**Instruction**
Repeat each record below exactly as given.

**Provided information**
- - -

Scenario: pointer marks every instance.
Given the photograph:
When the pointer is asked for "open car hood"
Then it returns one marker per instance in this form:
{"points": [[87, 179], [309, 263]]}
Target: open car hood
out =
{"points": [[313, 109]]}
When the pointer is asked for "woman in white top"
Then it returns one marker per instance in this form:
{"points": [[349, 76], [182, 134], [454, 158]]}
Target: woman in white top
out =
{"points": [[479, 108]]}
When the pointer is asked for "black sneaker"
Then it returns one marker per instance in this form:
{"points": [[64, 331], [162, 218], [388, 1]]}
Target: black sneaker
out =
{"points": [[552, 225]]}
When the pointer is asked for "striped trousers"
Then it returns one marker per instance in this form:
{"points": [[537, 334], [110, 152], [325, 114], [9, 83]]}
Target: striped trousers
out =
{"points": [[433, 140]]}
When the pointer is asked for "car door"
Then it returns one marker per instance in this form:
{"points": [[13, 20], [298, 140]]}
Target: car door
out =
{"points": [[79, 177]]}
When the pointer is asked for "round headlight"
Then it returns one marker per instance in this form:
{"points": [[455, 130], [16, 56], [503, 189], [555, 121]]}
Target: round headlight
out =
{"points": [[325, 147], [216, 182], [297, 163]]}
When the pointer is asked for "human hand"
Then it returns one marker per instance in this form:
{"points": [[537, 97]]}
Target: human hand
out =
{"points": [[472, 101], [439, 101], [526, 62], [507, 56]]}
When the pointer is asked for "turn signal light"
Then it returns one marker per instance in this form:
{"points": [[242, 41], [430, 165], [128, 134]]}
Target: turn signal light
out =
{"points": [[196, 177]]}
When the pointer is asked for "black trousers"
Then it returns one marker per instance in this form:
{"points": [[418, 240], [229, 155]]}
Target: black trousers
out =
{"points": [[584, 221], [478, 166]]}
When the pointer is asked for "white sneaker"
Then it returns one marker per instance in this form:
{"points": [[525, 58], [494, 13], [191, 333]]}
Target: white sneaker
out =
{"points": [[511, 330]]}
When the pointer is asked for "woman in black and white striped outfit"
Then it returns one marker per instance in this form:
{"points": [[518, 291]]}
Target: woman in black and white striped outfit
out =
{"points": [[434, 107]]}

- - -

**Full response**
Scenario: pointer marks every instance.
Given the photograph:
When the pointer is asked for "open car hood"
Then it returns one marker per instance in this form:
{"points": [[87, 179], [309, 263]]}
Target: open car hood
out =
{"points": [[313, 109]]}
When the pointer is asked for "woman in white top"
Then it returns one marker per instance in this form:
{"points": [[349, 76], [182, 134], [454, 158]]}
Target: woman in white top
out =
{"points": [[479, 108]]}
When the pointer is asked for "black sneaker"
Then it returns one marker per instance in this form:
{"points": [[64, 331], [162, 218], [388, 1]]}
Target: black sneaker
out =
{"points": [[552, 225]]}
When the pointer is asked for "striped trousers"
Then it returns one marker per instance in this form:
{"points": [[537, 334], [110, 152], [325, 114], [9, 83]]}
Target: striped trousers
out =
{"points": [[433, 140]]}
When the pointer is asked for "car door"
Then it returns one marker per instance in this form:
{"points": [[13, 20], [298, 140]]}
Target: car door
out =
{"points": [[79, 177]]}
When the pointer is asked for "round headlight"
Then it returns one marker per instance in this form:
{"points": [[455, 130], [16, 56], [503, 189], [555, 121]]}
Target: round headlight
out =
{"points": [[325, 147], [216, 182], [297, 163]]}
When the pointer is asked for "human hand"
Then it returns one marker per instance in this form:
{"points": [[537, 97]]}
Target: human hand
out =
{"points": [[472, 101], [439, 101], [526, 62], [507, 56]]}
When the pointer is asked for "turn signal light"
Then it returns one marker per instance in this form:
{"points": [[242, 41], [430, 165], [128, 134]]}
Target: turn signal light
out =
{"points": [[196, 177]]}
When the pointer is asked for "black trousers"
Then it returns one marker per instance in this form:
{"points": [[418, 240], [229, 155]]}
Target: black trousers
out =
{"points": [[584, 221], [478, 166]]}
When the pointer is asked for "white sneaker"
Then it returns one marker per instance in this form:
{"points": [[525, 58], [494, 13], [191, 333]]}
Target: white sneaker
out =
{"points": [[511, 330]]}
When the pointer is asked for "woman in black and white striped outfit"
Then it returns one marker per instance in this form:
{"points": [[518, 291]]}
Target: woman in black and white striped outfit
out =
{"points": [[434, 107]]}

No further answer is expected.